**SOURCE DOCUMENT**:
· · · · · · ·
Learning more about Ageism

A Comprehensive Definition of Ageism[i]

         This article is an extremely useful one as it encourages us to look carefully at what we mean by the term ageism. It is based on a review of ageist research projects and provides us with deeper meaning.  I am going to reproduce and discuss a couple of paragraphs on page 15.  The section is entitled “A comprehensive definition of Ageism. Then I will add some comments of my own.
“Our comprehensive definition of Ageism is as follows:
         “Ageism is defined as negative or positive stereotypes, prejudice, and/or discrimination against (or advantage of) elderly people on the basis of their chronological age or on the basis of a perception of them as being ‘old’.  Ageism can be implicit or explicit and can be expressed on a micro- meso- or macro-level.”
         The concept includes the classic social psychological components in the form of; 1) cognitive (stereotypes), 2) affective (prejudice) and 3) behavioral components (discrimination);  in other words, how we on the basis chronological age or age categorization mistakenly: 1) think about, 2) feel about, 3) and act toward the aging human. Furthermore, ageism can operate both consciously (explicitly) and unconsciously (implicitly); and it can manifest itself on three different levels:  individual (micro-level), in social networks (meso-level), and institutional  and cultural level (macro-level).
· · · · · · ·
**DATA SHOWN**:
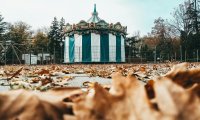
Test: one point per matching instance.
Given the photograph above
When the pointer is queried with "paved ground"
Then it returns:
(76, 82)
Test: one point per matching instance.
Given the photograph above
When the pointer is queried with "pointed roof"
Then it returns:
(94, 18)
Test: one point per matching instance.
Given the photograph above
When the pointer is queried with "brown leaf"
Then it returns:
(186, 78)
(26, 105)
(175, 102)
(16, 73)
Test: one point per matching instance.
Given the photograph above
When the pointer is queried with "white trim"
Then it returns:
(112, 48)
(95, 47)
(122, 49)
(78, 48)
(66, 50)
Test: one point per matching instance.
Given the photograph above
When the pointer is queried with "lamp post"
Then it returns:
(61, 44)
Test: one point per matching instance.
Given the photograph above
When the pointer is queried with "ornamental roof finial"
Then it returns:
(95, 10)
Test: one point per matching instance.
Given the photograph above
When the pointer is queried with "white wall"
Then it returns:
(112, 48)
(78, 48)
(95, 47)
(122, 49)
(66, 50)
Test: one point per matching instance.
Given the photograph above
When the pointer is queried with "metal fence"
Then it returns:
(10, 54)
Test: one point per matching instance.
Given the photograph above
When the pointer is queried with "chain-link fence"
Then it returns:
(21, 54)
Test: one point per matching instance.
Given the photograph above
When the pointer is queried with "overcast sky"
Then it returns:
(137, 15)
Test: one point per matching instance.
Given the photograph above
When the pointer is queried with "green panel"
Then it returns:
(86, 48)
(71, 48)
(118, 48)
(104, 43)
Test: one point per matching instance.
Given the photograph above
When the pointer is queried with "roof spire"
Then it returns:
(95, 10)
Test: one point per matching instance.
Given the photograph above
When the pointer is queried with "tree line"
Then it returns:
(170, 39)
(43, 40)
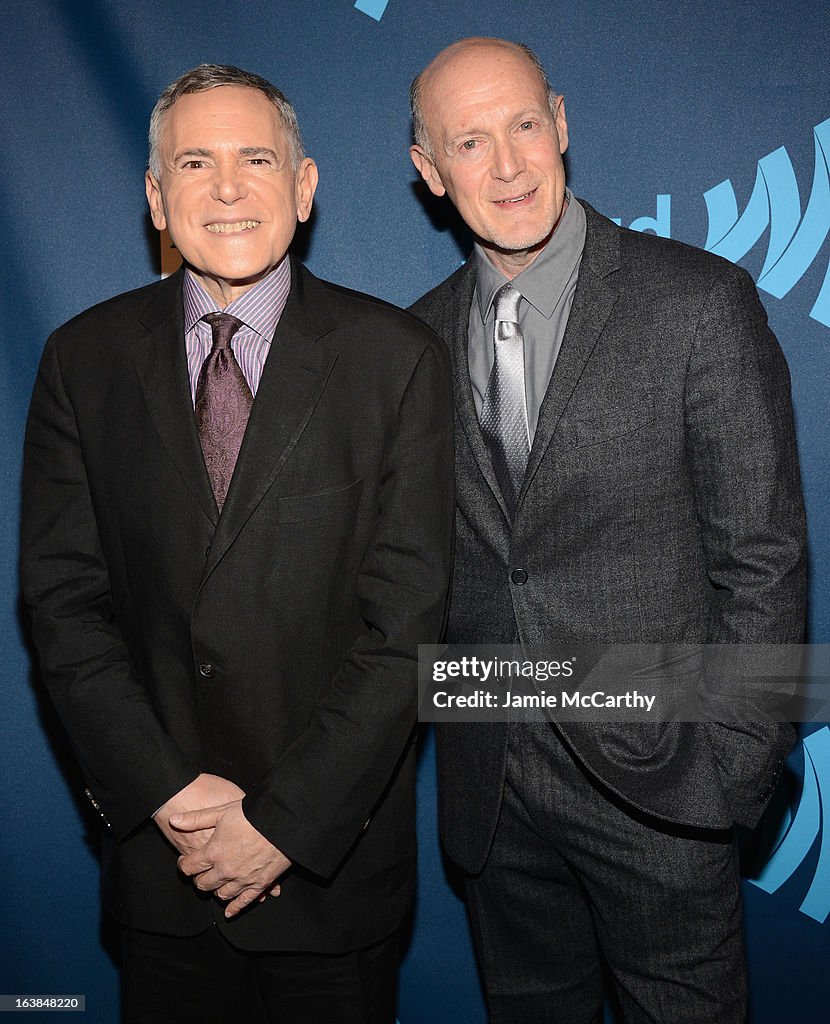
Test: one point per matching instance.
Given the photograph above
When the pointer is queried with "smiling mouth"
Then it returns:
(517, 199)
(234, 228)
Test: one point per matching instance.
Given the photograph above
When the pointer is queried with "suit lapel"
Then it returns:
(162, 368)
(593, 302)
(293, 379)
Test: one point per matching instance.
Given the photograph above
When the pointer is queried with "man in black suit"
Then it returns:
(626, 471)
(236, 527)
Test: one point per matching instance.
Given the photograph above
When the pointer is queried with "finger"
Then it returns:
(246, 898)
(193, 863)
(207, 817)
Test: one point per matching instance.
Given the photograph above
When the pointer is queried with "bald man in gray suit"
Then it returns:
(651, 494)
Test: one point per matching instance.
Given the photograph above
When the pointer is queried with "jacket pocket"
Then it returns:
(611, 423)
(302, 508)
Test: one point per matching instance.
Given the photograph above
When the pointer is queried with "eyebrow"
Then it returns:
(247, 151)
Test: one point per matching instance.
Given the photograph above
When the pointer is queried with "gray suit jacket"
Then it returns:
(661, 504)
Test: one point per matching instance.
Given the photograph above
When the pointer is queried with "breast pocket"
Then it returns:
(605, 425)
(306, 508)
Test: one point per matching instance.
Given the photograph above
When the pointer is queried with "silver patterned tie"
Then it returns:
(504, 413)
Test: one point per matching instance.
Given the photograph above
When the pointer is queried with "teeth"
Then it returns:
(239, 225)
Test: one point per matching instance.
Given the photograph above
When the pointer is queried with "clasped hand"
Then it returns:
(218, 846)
· · · · · · ·
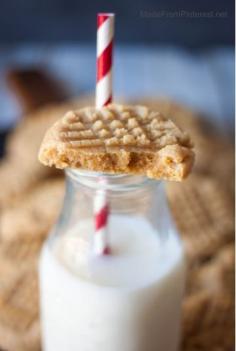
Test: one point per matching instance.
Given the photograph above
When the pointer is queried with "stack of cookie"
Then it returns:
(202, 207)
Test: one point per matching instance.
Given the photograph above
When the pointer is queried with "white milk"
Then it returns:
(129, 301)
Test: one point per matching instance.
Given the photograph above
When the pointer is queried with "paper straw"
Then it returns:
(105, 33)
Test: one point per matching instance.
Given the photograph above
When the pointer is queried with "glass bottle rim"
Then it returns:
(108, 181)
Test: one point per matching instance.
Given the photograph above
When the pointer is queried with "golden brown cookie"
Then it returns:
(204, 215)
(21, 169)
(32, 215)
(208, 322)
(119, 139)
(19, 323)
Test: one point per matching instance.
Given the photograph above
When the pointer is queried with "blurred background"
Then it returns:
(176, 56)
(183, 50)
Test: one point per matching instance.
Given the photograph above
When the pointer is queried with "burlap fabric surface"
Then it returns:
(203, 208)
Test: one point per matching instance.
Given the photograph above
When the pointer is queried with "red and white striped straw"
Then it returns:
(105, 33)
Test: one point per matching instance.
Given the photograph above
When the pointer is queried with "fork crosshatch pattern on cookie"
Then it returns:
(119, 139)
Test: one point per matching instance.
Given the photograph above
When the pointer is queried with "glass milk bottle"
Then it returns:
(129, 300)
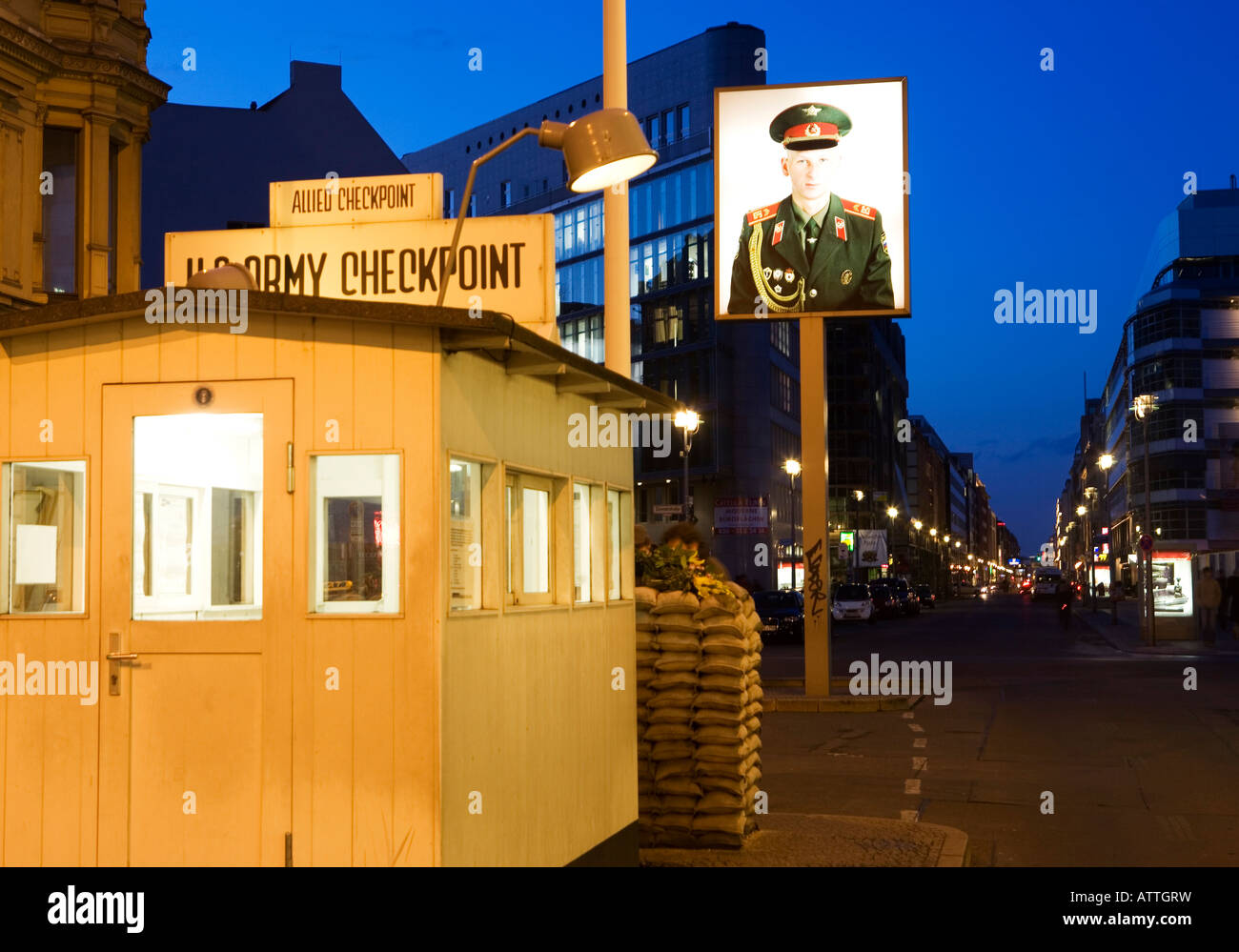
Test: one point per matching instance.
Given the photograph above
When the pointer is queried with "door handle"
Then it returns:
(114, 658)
· · · · · · ·
**WHAT YOU NEED TO DO**:
A - Copy the passage from the ageism article word for word, starting at "Learning more about" and ending at "comments of my own.".
B - Pick up the ageism article after its last sentence and keep it going.

**THE RESULTS**:
A -
Learning more about Ageism

A Comprehensive Definition of Ageism[i]

         This article is an extremely useful one as it encourages us to look carefully at what we mean by the term ageism. It is based on a review of ageist research projects and provides us with deeper meaning.  I am going to reproduce and discuss a couple of paragraphs on page 15.  The section is entitled “A comprehensive definition of Ageism. Then I will add some comments of my own.

B -
As a consequence the definition contains the following key dimensions:
      The three classic components (the cognitive, affective and       behavioral)
      The positive/negative aspect (positive and negative ageism)
      The conscious/unconscious aspect (implicit and explicit       ageism)
      The typological division of levels (ageism on micro-, meso-  and       macro level.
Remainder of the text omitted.